§ **Objective**: Give the stretch of lines below, from the line containing "If you could segment every instance of the large" through the line containing "222 106 L 249", as a JSON list of strings with one string per line and blank lines omitted.

---*---

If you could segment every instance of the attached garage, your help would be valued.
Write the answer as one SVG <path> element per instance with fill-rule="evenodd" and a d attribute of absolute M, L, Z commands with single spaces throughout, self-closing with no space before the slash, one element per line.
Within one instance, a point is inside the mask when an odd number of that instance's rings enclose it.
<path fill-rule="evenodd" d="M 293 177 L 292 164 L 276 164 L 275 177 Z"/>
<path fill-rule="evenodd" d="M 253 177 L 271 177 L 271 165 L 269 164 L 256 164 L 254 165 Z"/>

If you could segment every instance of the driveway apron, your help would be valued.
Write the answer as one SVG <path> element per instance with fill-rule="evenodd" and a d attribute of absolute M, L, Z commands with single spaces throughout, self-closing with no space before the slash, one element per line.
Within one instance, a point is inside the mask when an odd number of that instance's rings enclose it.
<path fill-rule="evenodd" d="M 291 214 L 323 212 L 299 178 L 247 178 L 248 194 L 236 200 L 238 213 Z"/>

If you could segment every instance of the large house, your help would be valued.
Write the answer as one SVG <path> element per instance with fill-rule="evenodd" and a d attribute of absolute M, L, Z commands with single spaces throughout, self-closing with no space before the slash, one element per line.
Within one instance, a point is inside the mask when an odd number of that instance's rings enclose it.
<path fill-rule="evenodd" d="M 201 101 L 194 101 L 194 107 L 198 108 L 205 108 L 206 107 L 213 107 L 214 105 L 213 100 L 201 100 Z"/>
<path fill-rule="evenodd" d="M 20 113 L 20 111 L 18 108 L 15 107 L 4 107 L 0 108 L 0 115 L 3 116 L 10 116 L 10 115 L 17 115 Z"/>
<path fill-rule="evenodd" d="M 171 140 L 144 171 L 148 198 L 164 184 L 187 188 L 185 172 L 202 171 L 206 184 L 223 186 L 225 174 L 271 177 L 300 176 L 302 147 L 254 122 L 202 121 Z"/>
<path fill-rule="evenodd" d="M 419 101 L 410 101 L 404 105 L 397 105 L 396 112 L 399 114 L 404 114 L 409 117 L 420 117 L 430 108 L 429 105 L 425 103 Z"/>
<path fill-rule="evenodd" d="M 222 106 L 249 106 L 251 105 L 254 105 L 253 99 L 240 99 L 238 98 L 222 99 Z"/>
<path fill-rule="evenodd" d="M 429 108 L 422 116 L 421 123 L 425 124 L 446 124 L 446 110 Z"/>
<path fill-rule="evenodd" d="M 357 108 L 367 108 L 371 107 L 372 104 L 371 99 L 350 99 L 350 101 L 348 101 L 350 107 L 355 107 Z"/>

---*---

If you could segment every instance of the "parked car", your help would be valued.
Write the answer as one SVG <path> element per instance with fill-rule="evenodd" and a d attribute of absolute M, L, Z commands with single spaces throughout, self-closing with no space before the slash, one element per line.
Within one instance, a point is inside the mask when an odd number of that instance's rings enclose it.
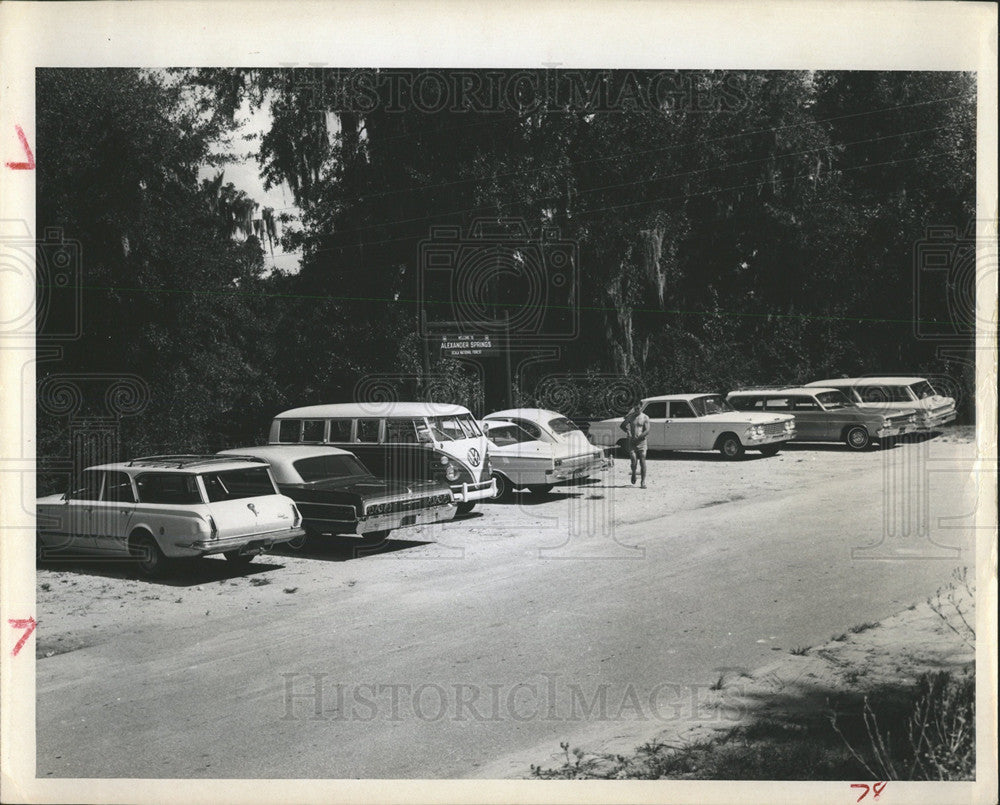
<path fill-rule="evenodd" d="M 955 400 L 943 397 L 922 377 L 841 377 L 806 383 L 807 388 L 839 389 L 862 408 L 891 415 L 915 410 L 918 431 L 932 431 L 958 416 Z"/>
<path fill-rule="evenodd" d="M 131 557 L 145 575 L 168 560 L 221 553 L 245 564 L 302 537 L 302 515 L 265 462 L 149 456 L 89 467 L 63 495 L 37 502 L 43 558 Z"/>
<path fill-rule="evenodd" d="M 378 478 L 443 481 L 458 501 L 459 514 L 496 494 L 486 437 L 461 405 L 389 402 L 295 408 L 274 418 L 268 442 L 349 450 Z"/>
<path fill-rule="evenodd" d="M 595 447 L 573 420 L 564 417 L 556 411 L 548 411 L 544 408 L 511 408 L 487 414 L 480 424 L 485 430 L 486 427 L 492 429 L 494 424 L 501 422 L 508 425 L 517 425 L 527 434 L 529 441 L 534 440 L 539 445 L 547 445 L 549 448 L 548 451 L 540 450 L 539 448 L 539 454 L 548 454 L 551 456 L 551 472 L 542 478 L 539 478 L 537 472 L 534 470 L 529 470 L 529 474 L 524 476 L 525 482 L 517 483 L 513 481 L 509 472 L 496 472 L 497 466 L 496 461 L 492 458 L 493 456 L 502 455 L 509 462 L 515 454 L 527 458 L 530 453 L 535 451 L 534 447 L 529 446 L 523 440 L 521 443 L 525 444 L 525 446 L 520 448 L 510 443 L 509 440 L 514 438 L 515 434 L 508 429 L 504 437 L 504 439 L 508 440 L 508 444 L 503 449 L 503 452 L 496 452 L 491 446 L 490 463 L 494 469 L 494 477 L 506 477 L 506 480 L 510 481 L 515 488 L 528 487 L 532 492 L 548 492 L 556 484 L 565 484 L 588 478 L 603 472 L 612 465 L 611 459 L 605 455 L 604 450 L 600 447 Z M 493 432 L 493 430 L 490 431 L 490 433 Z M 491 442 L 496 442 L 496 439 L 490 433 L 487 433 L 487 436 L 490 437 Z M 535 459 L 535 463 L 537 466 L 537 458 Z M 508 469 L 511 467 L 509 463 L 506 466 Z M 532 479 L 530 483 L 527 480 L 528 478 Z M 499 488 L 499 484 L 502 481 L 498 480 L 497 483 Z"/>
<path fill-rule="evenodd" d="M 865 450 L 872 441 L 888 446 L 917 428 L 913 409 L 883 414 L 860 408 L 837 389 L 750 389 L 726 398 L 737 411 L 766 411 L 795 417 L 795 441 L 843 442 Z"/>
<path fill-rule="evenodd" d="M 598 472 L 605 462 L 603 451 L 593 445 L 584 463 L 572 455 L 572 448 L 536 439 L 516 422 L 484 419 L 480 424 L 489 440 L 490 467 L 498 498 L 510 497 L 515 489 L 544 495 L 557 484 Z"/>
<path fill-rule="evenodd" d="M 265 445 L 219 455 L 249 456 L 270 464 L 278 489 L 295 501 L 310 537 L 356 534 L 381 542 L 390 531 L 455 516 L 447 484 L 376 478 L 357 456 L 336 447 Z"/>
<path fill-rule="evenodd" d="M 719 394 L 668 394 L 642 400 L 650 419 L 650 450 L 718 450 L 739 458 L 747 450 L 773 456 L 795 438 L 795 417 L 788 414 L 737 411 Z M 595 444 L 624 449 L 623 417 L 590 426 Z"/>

---*---

§ **Task response**:
[
  "If you could segment every instance of the large house, your help would be valued.",
  "Write the answer as one SVG <path> element per instance with fill-rule=\"evenodd\" and a d attribute of absolute M, L, Z commands with single spaces throughout, self-closing with no space before the slash, one element per line.",
  "Within one instance, a point is inside the mask when an odd number of that instance's rings enclose it.",
  "<path fill-rule=\"evenodd\" d=\"M 201 101 L 194 101 L 194 107 L 198 108 L 205 108 L 206 107 L 213 107 L 214 105 L 213 100 L 201 100 Z\"/>",
  "<path fill-rule=\"evenodd\" d=\"M 20 113 L 20 111 L 18 108 L 15 107 L 4 107 L 0 108 L 0 115 L 3 116 L 10 116 L 10 115 L 17 115 Z\"/>",
  "<path fill-rule=\"evenodd\" d=\"M 171 140 L 144 171 L 148 198 L 164 184 L 187 188 L 185 172 L 202 171 L 206 184 L 223 186 L 225 174 L 271 177 L 300 176 L 302 147 L 254 122 L 202 121 Z\"/>",
  "<path fill-rule=\"evenodd\" d=\"M 419 101 L 410 101 L 404 105 L 397 105 L 396 112 L 399 114 L 404 114 L 409 117 L 420 117 L 430 108 L 429 105 L 425 103 Z\"/>",
  "<path fill-rule=\"evenodd\" d=\"M 222 106 L 249 106 L 251 105 L 254 105 L 253 99 L 240 99 L 238 98 L 222 99 Z\"/>"
]